• [Texto proporcionado]
La invasión rusa de Ucrania y la posterior guerra total impulsada por Putin vulnerando la legalidad internacional recuerda a lo sucedido en 1938 en Múnich entre Chamberlain y Hitler con respecto a los Sudetes. La Segunda Guerra Mundial evidenció la inoperancia de la Sociedad de Naciones, cuya disolución dio paso a la Organización de Naciones Unidas. Es posible que ahora haya llegado el momento de disolver un organismo supranacional que alberga en su Consejo de Seguridad a quien viola la legalidad internacional.
Javier Rupérez no tiene ninguna duda: la democracia y la libertad siempre caerá del lado de Occidente. La Guerra de Ucrania ha puesto de manifiesto la fortaleza de una Alianza Atlántica, que renace de sus cenizas. La OTAN hoy vuelve a ser ese poderoso elemento de atracción para las viejas o nuevas democracias interesadas en mantener y eventualmente defender las libertades de sus ciudadanos, no la institución en ‘muerte cerebral’ que en un determinado momento había sentenciado Macron.
Javier Rupérez (Madrid, 1941), diplomático de carrera, fue uno de los negociadores del Acta Final de Helsinki (1975), protagonista destacado de la entrada de España en la OTAN (1982) y presidente de las Asambleas Parlamentarias de la OSCE (1996-1998) y de la OTAN (1998-2000). Ha sido embajador de España ante la sesión de la Conferencia sobre la Seguridad y la Cooperación en Europa que tuvo lugar en Madrid (1980-1982), ante la OTAN (1982-1983) y ante el gobierno de los Estados Unidos en Washington (2000-2004). Entre 2003 y 2007, como subsecretario general de la ONU, dirigió en Nueva York el servicio ejecutivo del comité antiterrorista del Consejo de Seguridad.

• [Fragmentos del material]
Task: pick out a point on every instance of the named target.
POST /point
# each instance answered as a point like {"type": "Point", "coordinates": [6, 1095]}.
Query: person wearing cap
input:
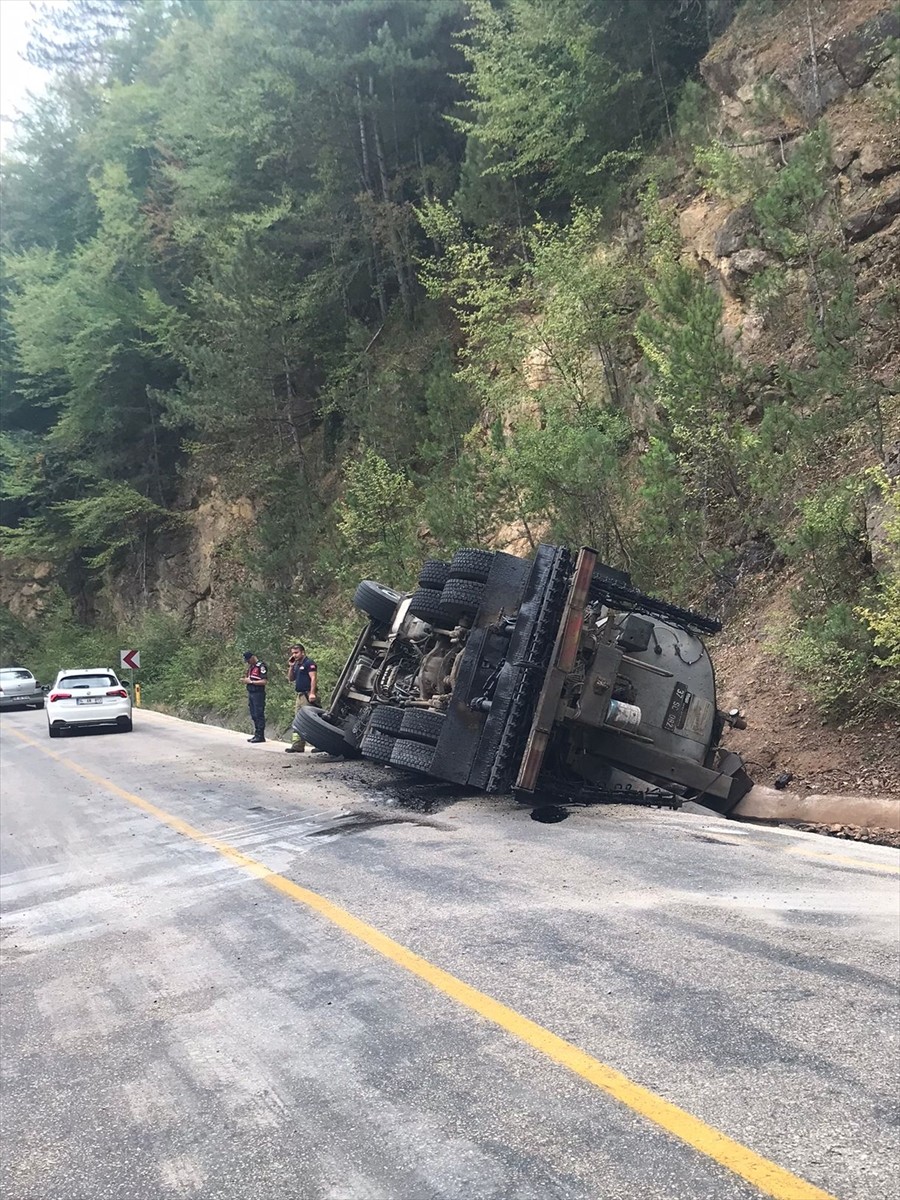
{"type": "Point", "coordinates": [256, 681]}
{"type": "Point", "coordinates": [301, 673]}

• [Tarea] Devuelve literalmente el fragmento del texto sobre la OTAN y la guerra de Ucrania que comienza con "Javier Rupérez (Madrid, 1941), diplomático" y se extiende hasta "Consejo de Seguridad.", ambos incluidos.

• [Respuesta al ejercicio]
Javier Rupérez (Madrid, 1941), diplomático de carrera, fue uno de los negociadores del Acta Final de Helsinki (1975), protagonista destacado de la entrada de España en la OTAN (1982) y presidente de las Asambleas Parlamentarias de la OSCE (1996-1998) y de la OTAN (1998-2000). Ha sido embajador de España ante la sesión de la Conferencia sobre la Seguridad y la Cooperación en Europa que tuvo lugar en Madrid (1980-1982), ante la OTAN (1982-1983) y ante el gobierno de los Estados Unidos en Washington (2000-2004). Entre 2003 y 2007, como subsecretario general de la ONU, dirigió en Nueva York el servicio ejecutivo del comité antiterrorista del Consejo de Seguridad.